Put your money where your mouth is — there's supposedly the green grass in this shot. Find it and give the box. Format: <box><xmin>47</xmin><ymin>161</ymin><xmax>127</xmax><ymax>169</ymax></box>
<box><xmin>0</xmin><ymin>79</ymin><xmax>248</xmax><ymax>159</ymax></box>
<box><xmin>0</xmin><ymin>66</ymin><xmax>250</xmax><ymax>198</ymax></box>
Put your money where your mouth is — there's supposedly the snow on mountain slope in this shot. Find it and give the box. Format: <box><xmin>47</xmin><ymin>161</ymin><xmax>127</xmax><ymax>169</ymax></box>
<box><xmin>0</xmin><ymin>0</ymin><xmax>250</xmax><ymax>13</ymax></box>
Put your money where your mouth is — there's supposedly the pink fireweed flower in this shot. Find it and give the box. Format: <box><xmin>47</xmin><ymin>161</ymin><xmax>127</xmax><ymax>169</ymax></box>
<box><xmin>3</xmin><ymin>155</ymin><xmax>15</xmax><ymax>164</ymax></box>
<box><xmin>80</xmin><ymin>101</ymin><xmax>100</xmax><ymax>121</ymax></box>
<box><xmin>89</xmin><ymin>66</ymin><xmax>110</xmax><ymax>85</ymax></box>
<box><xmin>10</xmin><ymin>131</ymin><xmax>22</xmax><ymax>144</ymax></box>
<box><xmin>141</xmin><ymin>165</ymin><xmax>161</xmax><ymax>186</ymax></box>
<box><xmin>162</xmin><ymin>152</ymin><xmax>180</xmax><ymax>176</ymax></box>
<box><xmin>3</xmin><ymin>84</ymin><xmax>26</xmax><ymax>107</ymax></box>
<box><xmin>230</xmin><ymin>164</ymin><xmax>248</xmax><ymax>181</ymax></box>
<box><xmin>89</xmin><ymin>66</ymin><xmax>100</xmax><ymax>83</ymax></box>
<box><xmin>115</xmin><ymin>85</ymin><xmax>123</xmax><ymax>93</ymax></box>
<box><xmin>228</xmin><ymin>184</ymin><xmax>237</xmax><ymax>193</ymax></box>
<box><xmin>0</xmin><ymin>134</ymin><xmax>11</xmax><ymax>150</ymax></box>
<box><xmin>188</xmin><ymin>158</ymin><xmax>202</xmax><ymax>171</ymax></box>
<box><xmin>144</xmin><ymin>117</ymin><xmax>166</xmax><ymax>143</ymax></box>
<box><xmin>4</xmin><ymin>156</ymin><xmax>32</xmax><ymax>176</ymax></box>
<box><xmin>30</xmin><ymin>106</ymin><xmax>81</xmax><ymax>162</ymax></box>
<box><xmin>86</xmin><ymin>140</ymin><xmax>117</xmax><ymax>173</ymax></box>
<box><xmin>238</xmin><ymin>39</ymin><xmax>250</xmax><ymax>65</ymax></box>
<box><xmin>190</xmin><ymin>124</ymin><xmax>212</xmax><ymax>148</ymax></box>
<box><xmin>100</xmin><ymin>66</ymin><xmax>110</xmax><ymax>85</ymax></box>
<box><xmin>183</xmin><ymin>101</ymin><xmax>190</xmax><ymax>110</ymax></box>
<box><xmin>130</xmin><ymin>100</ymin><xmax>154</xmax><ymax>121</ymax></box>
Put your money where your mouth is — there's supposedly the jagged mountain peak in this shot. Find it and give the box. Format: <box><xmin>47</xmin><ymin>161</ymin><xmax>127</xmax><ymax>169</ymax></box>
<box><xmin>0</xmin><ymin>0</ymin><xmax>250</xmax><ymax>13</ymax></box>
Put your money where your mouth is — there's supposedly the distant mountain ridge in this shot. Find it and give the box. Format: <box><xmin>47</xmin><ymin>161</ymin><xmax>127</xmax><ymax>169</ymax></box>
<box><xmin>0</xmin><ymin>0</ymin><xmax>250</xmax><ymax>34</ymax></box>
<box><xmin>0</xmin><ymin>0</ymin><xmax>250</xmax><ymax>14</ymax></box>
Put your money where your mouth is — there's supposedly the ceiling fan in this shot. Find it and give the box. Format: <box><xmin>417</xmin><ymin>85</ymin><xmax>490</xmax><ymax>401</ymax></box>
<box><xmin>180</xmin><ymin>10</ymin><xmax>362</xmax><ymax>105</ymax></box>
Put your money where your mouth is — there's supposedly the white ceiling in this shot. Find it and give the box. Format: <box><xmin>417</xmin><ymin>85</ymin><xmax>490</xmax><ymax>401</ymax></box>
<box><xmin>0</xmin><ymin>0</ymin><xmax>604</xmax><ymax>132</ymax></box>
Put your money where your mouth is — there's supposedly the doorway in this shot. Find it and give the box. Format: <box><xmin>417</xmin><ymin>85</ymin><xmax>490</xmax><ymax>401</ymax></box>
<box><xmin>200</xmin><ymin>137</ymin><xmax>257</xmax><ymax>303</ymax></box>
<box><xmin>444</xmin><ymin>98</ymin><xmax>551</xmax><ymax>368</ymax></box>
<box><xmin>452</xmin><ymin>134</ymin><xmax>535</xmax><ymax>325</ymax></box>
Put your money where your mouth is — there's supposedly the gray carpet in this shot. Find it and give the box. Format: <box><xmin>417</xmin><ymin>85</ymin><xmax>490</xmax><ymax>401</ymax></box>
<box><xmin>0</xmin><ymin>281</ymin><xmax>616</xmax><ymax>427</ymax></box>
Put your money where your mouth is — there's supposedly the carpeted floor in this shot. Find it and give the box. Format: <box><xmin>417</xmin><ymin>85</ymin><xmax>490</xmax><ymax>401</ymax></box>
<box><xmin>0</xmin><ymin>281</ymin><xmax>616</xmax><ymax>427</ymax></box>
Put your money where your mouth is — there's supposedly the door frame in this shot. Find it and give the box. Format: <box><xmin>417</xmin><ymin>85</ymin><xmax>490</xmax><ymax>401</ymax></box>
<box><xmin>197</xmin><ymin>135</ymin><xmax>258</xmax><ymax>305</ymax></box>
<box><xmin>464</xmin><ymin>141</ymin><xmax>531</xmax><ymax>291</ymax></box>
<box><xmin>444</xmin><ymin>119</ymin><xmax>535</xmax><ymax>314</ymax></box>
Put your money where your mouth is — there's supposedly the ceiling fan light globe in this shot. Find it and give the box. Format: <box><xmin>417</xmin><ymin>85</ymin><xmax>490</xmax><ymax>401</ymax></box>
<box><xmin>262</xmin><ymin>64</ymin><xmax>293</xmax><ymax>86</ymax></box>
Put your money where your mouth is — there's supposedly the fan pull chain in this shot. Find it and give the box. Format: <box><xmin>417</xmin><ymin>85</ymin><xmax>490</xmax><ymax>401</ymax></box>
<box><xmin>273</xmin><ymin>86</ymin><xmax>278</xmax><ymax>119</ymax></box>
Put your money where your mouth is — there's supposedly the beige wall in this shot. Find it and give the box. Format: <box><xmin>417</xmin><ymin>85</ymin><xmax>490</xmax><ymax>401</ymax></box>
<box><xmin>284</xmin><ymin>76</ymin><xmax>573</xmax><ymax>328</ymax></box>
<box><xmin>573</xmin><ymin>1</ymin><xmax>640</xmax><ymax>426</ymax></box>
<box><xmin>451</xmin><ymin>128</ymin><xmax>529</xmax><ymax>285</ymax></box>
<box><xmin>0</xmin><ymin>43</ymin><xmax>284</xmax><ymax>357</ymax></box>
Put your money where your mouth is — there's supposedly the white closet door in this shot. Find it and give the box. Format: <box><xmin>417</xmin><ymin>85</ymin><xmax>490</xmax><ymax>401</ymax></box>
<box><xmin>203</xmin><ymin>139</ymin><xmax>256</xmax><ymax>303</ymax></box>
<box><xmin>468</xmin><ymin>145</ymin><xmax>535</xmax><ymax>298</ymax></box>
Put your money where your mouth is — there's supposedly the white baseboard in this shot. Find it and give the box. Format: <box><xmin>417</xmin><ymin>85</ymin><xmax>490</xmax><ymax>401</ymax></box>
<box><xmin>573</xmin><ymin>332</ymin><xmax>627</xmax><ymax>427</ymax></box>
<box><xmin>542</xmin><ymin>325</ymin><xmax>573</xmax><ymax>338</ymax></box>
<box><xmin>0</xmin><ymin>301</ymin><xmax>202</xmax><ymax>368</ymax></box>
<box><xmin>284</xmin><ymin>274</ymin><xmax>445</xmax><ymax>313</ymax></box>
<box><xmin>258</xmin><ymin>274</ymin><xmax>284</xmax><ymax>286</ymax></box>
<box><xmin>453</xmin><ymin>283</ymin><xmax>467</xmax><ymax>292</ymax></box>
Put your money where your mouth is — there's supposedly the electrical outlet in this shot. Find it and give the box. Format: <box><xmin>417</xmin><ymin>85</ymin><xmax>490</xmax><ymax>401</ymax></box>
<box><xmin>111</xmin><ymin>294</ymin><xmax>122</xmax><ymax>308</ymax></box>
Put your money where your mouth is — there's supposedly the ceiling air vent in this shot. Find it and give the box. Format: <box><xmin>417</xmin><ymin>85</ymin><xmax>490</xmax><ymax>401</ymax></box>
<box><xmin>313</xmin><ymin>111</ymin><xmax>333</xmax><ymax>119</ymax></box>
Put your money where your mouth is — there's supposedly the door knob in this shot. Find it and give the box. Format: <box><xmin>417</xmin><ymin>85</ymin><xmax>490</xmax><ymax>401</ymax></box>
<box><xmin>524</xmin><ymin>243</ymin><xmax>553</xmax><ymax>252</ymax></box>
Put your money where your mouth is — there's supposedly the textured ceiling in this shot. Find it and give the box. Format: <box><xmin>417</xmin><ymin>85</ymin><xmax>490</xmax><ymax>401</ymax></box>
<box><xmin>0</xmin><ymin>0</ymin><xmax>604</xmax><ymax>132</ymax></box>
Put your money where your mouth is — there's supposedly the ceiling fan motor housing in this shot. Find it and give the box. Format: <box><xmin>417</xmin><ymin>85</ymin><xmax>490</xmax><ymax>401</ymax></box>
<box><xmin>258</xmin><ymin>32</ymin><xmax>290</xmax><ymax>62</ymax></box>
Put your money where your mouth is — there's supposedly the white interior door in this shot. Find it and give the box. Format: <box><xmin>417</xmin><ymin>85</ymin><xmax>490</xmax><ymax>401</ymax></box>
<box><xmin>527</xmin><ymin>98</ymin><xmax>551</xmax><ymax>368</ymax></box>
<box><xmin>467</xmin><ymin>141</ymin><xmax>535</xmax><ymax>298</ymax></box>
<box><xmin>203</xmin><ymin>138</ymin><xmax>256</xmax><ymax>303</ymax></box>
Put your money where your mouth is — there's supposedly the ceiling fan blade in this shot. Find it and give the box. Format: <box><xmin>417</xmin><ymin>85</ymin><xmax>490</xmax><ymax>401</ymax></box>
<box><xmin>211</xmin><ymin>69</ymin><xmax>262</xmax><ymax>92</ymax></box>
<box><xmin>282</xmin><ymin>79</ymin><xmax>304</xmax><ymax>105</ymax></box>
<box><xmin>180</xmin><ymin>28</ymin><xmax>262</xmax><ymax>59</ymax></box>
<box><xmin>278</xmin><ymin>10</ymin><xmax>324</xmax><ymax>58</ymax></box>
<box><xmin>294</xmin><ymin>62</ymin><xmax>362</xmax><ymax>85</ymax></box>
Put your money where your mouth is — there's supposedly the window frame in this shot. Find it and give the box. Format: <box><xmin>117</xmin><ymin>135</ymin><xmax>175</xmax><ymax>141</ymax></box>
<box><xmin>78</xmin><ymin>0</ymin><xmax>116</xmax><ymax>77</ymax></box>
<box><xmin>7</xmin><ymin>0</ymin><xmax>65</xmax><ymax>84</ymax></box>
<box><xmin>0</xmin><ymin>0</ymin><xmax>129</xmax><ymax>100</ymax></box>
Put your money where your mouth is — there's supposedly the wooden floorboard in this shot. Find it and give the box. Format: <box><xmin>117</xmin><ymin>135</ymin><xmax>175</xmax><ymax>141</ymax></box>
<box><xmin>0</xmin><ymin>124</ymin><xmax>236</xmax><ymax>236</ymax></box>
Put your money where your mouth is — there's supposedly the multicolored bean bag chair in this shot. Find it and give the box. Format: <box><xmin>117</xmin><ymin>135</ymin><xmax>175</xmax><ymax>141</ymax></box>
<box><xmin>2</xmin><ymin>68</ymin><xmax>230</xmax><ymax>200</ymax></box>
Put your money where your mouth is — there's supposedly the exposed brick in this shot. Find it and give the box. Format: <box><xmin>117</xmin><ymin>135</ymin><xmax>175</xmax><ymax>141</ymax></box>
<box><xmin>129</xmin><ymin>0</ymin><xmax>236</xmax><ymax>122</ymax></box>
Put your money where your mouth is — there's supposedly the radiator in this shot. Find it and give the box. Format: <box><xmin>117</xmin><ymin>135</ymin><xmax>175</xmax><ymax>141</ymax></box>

******

Short exercise: Count the lines above that contain the string "bean", treating uppercase and lowercase as different. Reply with the number only.

Completed exercise: 1